What you have to do: Leave out the pictures and repeat every record exactly.

[Opening Entries supplied section]

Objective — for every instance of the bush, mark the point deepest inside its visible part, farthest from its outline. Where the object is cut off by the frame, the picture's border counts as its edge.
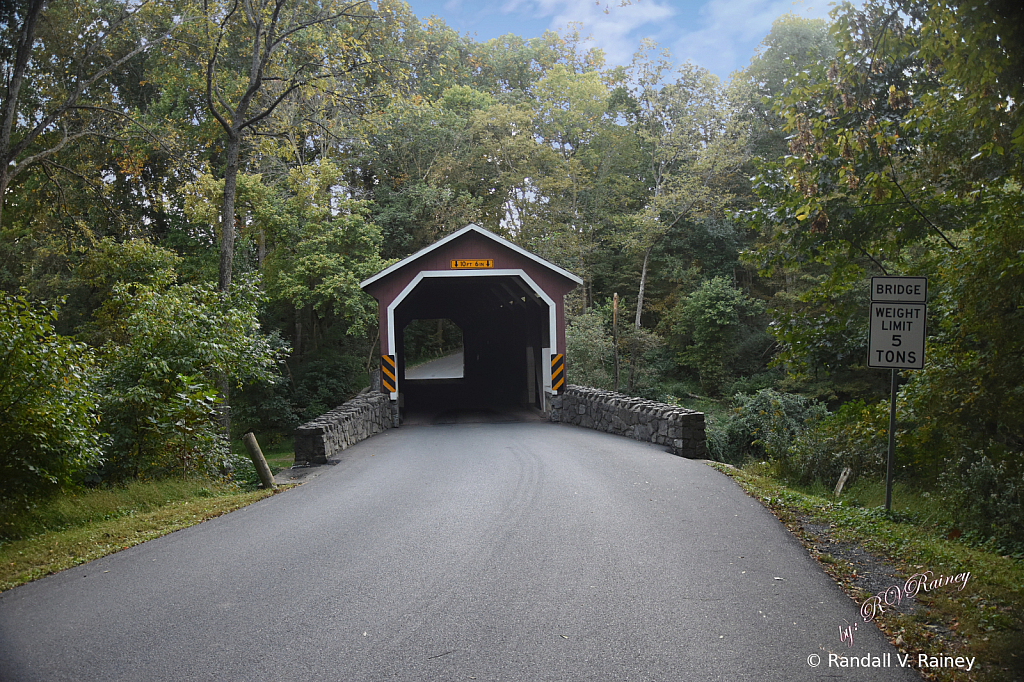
(763, 426)
(986, 497)
(161, 370)
(855, 436)
(589, 352)
(48, 425)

[Closing Entries supplied section]

Exercise response:
Objective — for every instance of the bush, mark the point deepest inside its visible part, farthest from its outline. Where the object is cut off by the frame, the picture's border counts as its edge.
(763, 426)
(986, 497)
(161, 370)
(855, 436)
(589, 352)
(48, 425)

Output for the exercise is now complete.